* Prompt *
Reproduce only the lines from the one containing "of the wooden" through the end of the data, exactly as they stand.

── Material for this task ──

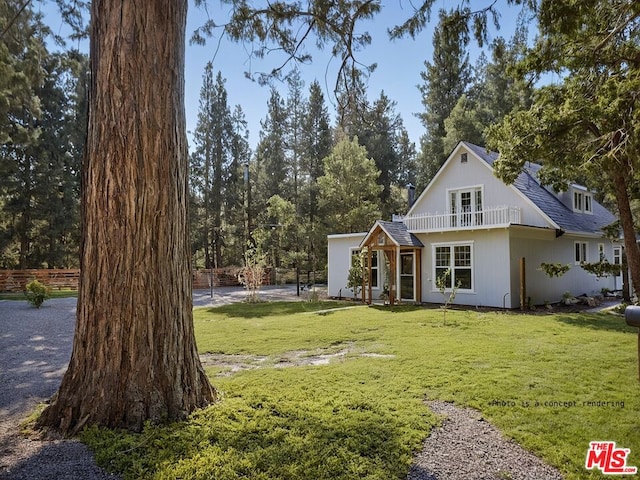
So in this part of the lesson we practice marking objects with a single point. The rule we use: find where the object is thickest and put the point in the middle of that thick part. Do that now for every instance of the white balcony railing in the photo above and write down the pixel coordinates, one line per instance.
(487, 218)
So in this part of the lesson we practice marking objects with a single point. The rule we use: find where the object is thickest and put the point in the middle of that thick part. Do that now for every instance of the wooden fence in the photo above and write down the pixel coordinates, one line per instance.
(16, 280)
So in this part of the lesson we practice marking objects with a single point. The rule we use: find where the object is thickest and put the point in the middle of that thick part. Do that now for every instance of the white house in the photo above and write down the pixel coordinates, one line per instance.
(491, 237)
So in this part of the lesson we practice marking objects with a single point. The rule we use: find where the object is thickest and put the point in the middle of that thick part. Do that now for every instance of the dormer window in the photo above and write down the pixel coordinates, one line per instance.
(582, 202)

───

* Response area *
So in this part of the lesson we practice marking objects with a single point. The rule we use: find where the object is thickest and put the point in the middle of that thick part. Do that now for every instance of the wooden fence in the photo above and write down the pixel coordinates, one line per instance.
(16, 280)
So in this part of the lesson we practice marking objects with a single point. The rule we use: find where the object is thickest and put the point in the middle of that thick part. Do that now for every instance of the white house in the photo above and write down the pixel coordinates, one line per instance.
(491, 237)
So in this part of the lesson we practice marking objects with a single point. The rule we use: find where the object is thickest and put the point in the middle of that thick part. Do that now for every instance of the dormer window in the photo above and write down the pixel coordinates, one line per instance.
(582, 202)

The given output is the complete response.